◆ Written request 1:
In the hockey thread, change "defense" to "blue line" and write out the passage starting at "Just a team" and ending at "sub-par forward group.".

◆ Text excerpt:

Making the semi-finals in a tourney where there's only 6-8 actual contender national teams is not a big accomplishment.


----------



## Drij

Because the sedins suck.


----------



## Brun0

so many excuses, maybe there are just not as good as swedes them self hype them?


swedes like explain one player here or there.


The best team was chosen, face the facts like all others do too 

Id sweden wins gold they have always over achieved


----------



## Brew

Just a team with no finish.


----------



## NyQuil

Nithoniniel said:


> Looking at how Sweden was coached and the systems in use, it seemed as if they were trying to cover for a weak defense by demanding more from solid two-way forwards. Not exactly ideal when you have world class defense and a sub-par forward group.
> 
> With guys like Karlsson, Hedman and OEL, you want to give them as many opportunities as possible to assert themselves on the game while your forwards adapt and cover for them. Instead our guys were asked to play it safe and not take chances until they get back pressure, which is essentially just making the D-mans ability less of a factor by reliance on team play.
> 
> Canada does something similar, but it makes sense for them because their great defense can just give stability for their extremely strong forward group. Sweden _needed_ our defense to be a difference maker, and coaching made it a non-factor instead.




I think this is a great point.

◆ Material provided:
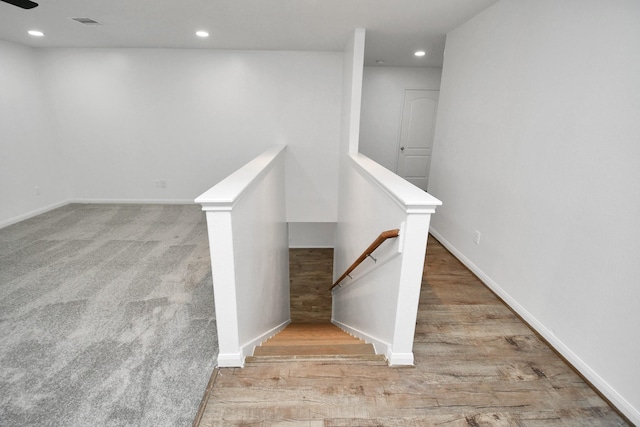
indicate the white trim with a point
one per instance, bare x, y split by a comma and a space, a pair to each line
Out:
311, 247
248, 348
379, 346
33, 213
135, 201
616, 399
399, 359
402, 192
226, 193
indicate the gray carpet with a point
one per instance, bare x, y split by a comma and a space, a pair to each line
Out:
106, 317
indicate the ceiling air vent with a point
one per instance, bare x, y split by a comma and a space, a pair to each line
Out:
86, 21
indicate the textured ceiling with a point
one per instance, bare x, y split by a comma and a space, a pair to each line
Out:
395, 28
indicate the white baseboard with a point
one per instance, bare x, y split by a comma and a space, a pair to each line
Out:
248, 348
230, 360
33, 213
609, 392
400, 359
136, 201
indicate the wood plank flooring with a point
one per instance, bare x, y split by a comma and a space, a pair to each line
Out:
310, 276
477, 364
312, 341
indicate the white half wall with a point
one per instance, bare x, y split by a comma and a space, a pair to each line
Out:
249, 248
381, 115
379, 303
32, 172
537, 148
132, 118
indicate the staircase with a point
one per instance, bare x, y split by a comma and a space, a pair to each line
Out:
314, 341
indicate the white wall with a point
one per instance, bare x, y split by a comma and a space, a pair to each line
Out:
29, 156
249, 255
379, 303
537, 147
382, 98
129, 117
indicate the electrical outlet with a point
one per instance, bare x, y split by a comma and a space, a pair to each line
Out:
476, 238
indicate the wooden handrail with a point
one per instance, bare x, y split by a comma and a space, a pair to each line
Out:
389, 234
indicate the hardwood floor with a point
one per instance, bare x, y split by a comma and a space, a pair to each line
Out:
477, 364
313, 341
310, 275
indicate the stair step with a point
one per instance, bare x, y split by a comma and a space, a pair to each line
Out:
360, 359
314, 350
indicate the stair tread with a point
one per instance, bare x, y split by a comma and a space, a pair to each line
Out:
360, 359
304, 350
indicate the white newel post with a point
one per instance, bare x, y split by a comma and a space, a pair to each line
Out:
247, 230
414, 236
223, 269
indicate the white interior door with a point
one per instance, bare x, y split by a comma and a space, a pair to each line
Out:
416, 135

==

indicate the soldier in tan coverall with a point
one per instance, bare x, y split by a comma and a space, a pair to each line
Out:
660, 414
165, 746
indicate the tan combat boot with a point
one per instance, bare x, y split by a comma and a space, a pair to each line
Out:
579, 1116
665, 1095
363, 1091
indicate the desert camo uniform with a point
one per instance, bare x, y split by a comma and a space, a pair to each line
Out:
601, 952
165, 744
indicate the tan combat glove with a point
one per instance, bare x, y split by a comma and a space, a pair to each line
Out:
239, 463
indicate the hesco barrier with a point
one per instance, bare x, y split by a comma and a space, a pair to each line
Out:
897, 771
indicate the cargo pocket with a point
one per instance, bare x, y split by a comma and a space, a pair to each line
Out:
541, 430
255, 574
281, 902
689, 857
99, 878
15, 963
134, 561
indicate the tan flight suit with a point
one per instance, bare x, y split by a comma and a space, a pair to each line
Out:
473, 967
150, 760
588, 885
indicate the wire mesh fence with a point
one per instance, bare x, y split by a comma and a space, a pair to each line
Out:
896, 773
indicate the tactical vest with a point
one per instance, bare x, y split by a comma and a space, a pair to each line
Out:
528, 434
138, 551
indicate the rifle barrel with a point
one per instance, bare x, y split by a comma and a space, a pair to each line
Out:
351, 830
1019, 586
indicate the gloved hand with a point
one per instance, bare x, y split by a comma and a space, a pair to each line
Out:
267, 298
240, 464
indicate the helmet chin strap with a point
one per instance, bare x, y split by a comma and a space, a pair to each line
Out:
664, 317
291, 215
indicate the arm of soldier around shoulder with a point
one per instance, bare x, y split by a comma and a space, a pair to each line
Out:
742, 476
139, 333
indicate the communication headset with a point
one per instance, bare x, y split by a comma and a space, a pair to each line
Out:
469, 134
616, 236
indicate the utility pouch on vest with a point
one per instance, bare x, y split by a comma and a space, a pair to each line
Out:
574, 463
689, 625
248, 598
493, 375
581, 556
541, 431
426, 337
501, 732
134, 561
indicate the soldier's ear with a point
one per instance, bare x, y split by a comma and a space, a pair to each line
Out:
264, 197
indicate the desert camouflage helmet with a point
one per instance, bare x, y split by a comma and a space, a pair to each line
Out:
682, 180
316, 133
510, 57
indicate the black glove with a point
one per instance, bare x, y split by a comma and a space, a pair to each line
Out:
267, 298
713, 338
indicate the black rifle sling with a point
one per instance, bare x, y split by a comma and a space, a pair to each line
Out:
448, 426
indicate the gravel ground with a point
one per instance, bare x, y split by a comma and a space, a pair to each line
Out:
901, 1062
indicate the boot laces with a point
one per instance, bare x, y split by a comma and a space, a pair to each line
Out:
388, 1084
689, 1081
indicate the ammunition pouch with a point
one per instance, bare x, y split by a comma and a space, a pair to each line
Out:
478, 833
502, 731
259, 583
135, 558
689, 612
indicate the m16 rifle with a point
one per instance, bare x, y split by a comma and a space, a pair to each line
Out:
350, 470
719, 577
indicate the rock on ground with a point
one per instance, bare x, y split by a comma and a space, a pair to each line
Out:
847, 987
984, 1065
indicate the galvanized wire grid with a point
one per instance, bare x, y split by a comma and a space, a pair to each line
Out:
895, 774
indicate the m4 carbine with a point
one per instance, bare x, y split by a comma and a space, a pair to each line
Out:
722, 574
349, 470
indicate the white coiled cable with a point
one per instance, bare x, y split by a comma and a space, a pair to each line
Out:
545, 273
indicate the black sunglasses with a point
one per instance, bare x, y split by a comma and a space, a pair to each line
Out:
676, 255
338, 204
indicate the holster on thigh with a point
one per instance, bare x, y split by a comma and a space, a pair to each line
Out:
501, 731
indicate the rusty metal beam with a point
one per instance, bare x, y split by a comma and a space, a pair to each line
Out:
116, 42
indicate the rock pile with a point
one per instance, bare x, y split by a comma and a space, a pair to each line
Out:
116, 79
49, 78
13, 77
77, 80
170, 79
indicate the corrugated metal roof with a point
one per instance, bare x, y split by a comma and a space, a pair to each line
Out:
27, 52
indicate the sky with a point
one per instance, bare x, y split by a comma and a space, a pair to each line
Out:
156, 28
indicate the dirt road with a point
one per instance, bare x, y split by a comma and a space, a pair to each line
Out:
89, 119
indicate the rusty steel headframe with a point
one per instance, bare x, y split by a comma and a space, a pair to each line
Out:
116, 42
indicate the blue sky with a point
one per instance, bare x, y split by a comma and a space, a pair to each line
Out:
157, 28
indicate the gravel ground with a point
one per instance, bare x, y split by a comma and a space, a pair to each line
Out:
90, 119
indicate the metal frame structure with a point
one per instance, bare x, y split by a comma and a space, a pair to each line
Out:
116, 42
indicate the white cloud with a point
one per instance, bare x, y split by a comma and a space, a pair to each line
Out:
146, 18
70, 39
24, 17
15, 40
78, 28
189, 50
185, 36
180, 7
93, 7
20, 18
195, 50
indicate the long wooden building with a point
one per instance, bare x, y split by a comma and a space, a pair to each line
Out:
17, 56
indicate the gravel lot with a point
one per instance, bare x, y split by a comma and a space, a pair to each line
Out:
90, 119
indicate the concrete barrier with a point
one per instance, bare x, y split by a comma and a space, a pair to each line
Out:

* * *

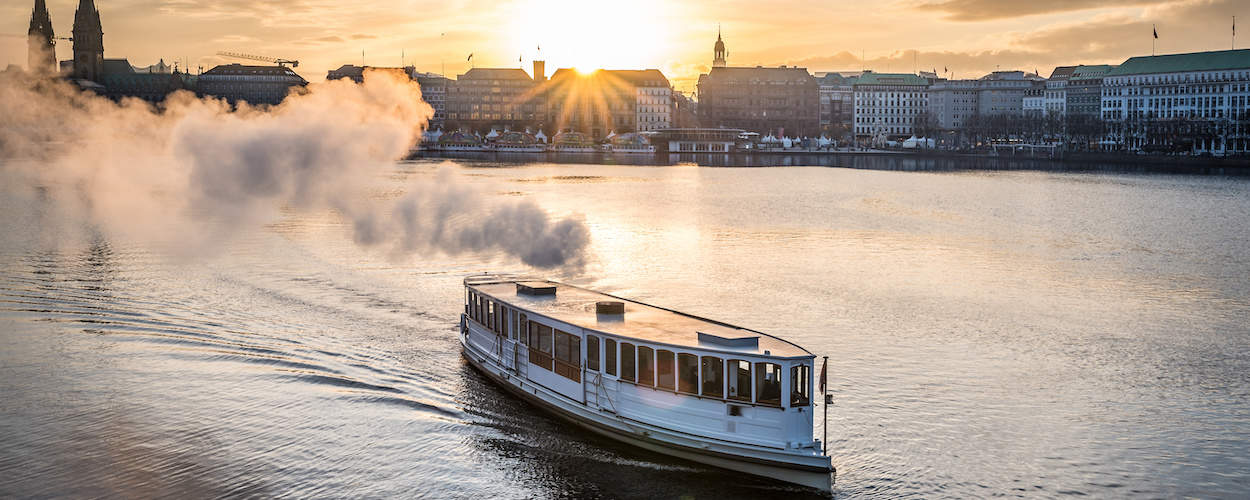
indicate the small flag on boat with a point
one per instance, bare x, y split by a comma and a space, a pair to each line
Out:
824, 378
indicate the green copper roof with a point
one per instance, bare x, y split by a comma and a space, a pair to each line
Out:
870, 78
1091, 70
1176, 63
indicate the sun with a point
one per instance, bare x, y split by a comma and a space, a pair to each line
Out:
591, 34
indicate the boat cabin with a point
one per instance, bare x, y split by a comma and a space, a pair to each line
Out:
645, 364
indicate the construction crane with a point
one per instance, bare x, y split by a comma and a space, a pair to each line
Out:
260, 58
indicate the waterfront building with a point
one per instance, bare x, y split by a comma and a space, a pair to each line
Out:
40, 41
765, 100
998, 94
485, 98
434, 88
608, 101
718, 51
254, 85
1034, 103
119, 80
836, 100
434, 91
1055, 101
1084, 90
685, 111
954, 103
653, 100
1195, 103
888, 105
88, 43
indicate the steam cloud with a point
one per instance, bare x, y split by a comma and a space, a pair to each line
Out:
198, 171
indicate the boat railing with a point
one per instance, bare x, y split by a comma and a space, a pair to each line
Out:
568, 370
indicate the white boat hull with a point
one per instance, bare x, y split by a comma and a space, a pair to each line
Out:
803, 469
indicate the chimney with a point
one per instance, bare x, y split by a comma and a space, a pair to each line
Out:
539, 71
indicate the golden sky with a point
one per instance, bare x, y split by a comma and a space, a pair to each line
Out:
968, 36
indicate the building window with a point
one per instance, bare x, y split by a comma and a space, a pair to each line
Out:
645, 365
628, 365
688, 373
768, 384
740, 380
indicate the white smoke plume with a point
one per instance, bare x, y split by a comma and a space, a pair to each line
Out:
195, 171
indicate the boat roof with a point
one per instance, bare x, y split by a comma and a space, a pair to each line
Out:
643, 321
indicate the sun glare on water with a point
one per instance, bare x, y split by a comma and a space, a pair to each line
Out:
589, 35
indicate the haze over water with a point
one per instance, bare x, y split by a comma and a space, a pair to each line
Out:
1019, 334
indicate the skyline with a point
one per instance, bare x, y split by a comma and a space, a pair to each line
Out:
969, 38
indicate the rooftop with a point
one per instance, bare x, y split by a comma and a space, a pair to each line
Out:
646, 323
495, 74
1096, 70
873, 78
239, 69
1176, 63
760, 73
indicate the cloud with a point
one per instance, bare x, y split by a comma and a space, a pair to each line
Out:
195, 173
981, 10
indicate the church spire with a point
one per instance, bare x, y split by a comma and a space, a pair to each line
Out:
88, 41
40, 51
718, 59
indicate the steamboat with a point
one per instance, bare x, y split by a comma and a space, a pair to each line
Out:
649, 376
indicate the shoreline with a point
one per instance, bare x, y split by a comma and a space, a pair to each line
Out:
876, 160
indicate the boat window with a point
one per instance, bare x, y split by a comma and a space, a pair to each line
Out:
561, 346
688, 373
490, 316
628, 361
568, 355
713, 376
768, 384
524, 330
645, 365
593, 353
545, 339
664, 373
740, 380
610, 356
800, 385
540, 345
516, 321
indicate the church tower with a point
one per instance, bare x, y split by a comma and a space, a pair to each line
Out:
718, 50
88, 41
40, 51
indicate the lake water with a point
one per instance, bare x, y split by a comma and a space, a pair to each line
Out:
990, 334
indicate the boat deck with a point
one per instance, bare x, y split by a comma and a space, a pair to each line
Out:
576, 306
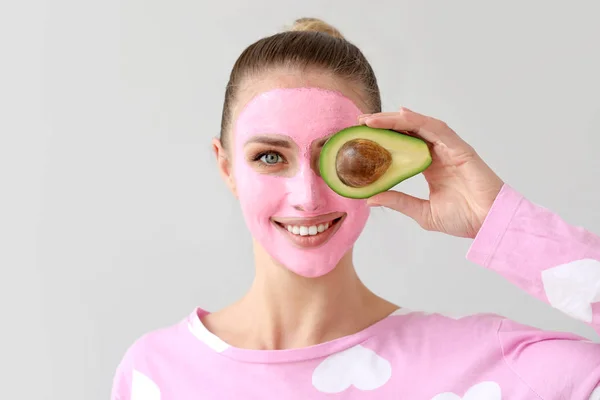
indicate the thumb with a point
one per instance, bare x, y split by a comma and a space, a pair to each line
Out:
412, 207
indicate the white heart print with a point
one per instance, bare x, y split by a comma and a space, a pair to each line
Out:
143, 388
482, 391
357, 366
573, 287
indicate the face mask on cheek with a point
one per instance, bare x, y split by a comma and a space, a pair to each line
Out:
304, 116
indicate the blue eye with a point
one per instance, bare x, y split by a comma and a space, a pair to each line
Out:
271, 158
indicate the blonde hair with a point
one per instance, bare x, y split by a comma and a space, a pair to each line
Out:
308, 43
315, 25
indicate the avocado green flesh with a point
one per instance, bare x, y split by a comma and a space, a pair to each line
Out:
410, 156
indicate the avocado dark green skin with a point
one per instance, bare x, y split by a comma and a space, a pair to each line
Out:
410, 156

◆ Written request 2:
Collect every line of the entries that contains the word "metal" and copy each one out.

◆ Full answer 1:
Just a team with no finish.


----------



## NyQuil

Nithoniniel said:


> Looking at how Sweden was coached and the systems in use, it seemed as if they were trying to cover for a weak blue line by demanding more from solid two-way forwards. Not exactly ideal when you have world class blue line and a sub-par forward group.

◆ Full answer 2:
indicate the rusty metal beam with a point
indicate the corrugated metal roof with a point
indicate the metal frame structure with a point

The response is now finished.